§ **Task A**
Convert the entries into a Markdown table with two columns, Index and Text, giving each line its own numbered row and leaving out blank lines. Start at the line containing "locate the wrinkled" and go through the final line of the entries.

**** Document text

Third Attempt: Type-Directed Numbering
So far, our solution is directed towards one particular data structure, NT a, with [NT a] showing up as an auxiliary notion because it's used in NT a. We can make the whole thing a bit more plug-and-play if we focus on one layer of the type at a time. We defined numbering a list of trees in terms of numbering trees. In general, we know how to number a list of stuff if we know how to number each item of stuff.
If we know how to number an a to get b, we should be able to number a list of a to get a list of b. We can abstract over "how to process each item".
listNumber :: (a -> Numbering b) -> [a] -> Numbering [b]
listNumber na [] = steady []
listNumber na (a : as) = steady (:) $$ na a $$ listNumber na as
and now our old list-of-trees-numbering function becomes
ntsNumber :: [NT a] -> Numbering [NT (a, Int)]
ntsNumber = listNumber ntNumber
which is hardly worth naming. We can just write
ntNumber :: NT a -> Numbering (NT (a, Int))
ntNumber (N a ants) = steady N $$ aNumber a $$ listNumber ntNumber ants
We can play the same game for the trees themselves. If you know how to number stuff, you know how to number a tree of stuff.
ntNumber' :: (a -> Numbering b) -> NT a -> Numbering (NT b)
ntNumber' na (N a ants) = steady N $$ na a $$ listNumber (ntNumber' na) ants
Now we can do things like this
myTree :: NT [String]
myTree = N ["a", "b", "c"] [N ["d", "e"] [], N ["f"] []]
> ntNumber' (listNumber aNumber) myTree 0
(N [("a",0),("b",1),("c",2)] [N [("d",3),("e",4)] [],N [("f",5)] []],6)
Here, the node data is now itself a list of things, but we've been able to number those things individually. Our equipment is more adaptable because each component aligns with one layer of the type.

********
**** Working data

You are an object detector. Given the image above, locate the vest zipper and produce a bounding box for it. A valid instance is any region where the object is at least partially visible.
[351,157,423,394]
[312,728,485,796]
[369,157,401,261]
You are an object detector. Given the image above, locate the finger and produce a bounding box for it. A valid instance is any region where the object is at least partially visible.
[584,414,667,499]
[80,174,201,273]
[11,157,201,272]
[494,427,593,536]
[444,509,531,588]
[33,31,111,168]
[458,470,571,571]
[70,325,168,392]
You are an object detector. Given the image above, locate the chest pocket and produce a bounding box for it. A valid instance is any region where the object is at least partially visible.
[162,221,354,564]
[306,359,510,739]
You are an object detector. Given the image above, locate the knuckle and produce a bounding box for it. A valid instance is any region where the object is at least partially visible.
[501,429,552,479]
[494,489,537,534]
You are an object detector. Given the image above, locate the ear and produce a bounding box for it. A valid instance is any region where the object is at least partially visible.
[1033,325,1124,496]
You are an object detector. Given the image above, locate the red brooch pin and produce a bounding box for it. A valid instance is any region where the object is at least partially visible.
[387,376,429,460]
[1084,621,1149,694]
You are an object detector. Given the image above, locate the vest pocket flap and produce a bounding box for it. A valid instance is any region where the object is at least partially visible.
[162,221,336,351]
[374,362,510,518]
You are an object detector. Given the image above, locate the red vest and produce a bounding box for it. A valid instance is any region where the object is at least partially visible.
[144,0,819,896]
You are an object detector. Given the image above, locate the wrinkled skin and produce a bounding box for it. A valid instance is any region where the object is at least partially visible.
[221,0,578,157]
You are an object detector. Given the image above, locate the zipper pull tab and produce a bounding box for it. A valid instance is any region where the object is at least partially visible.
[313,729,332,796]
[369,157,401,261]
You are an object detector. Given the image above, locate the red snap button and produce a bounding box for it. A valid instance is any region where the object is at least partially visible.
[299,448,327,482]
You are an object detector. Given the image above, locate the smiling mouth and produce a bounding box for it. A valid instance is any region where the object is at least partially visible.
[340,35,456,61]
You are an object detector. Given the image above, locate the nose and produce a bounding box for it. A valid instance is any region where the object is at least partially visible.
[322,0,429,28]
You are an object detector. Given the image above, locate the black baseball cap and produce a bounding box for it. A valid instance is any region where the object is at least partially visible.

********

§ **Task B**
Carry on the text about type-directed numbering from the point where it stops.

§ **Task output A**
| Index | Text |
|---|---|
| 1 | You are an object detector. Given the image above, locate the wrinkled skin and produce a bounding box for it. A valid instance is any region where the object is at least partially visible. |
| 2 | [221,0,578,157] |
| 3 | You are an object detector. Given the image above, locate the zipper pull tab and produce a bounding box for it. A valid instance is any region where the object is at least partially visible. |
| 4 | [313,729,332,796] |
| 5 | [369,157,401,261] |
| 6 | You are an object detector. Given the image above, locate the red snap button and produce a bounding box for it. A valid instance is any region where the object is at least partially visible. |
| 7 | [299,448,327,482] |
| 8 | You are an object detector. Given the image above, locate the smiling mouth and produce a bounding box for it. A valid instance is any region where the object is at least partially visible. |
| 9 | [340,35,456,61] |
| 10 | You are an object detector. Given the image above, locate the nose and produce a bounding box for it. A valid instance is any region where the object is at least partially visible. |
| 11 | [322,0,429,28] |
| 12 | You are an object detector. Given the image above, locate the black baseball cap and produce a bounding box for it. A valid instance is any region where the object is at least partially visible. |

§ **Task output B**
Now, try this:
> :t traverse
traverse :: (Applicative f, Traversable t) => (a -> f b) -> t a -> f (t b)
It's an awful lot like the thing we just did, where f is Numbering and t is sometimes lists and sometimes trees.
The Traversable class captures what it means to be a type-former that lets you thread some sort of process through the stored elements. Again, the pattern you're using is very common and has been anticipated. Learning to use traverse saves a lot of work.
Eventually...
...you'll learn that a thing to do the job of Numbering already exists in the library: it's called State Int and it belongs to the Monad class, which means it must also be in the Applicative class. To get hold of it,
import Control.Monad.State
and the operation which kicks off a stateful process with its initial state, like our feeding-in of 0, is this thing:
> :t evalState
evalState :: State s a -> s -> a
Our next operation becomes
next' :: State Int Int
next' = get <* modify (1+)
where get is the process that accesses the state, modify makes a process that changes the state, and <* means "but also do".
If you start you file with the language extension pragma
{-# LANGUAGE DeriveFunctor, DeriveFoldable, DeriveTraversable #-}
you can declare your datatype like this
data NT a = N a [NT a] deriving (Show, Functor, Foldable, Traversable)
and Haskell will write traverse for you.
Your program then becomes one line...
evalState (traverse (\ a -> pure ((,) a) <*> get <* modify (1+)) ntree) 0
-- ^ how to process one element ^^^^^^^^^^^^^^^
-- ^ how to process an entire tree of elements ^^^^^^^^^
-- ^ processing your particular tree ^^^^^^^^^^^^^^^^^^^^^^^^^^^
-- ^ kicking off the process with a starting number of 0 ^^^^^^^^^^^^^^^^
...but the journey to that one line involves a lot of "bottling the pattern" steps, which takes some (hopefully rewarding) learning.
I'll update this answer as soon as I get some progress.
Right now I reduced problem from n-ary tree to binary tree.
data T a = Leaf a | N (T a) a (T a) deriving Show
numberNodes:: T a -> T (a,Int)
numberNodes tree = snd $ numberNodes2 tree 0
numberNodes2:: T a -> Int -> (Int, T (a,Int))
numberNodes2 (Leaf a) time = (time,Leaf (a,time))
numberNodes2 (N left nodeVal right) time = (rightTime, N leftTree (nodeVal,time) rightTree )
where (leftTime,leftTree) = numberNodes2 left (time+1)
(rightTime,rightTree) = numberNodes2 right (leftTime+1)
Function numberNodes creates from this tree:
let bt = N (N (Leaf "anna" ) "leo" (Leaf "laura")) "eric" (N (Leaf "john") "joe" (Leaf "eddie"))
following tree:
N (N (Leaf ("anna",2)) ("leo",1) (Leaf ("laura",3))) ("eric",0) (N (Leaf ("john",5)) ("joe",4) (Leaf ("eddie",6)))
And now just rewrite it for n-ary tree...( which I don't know how to do, any hints? )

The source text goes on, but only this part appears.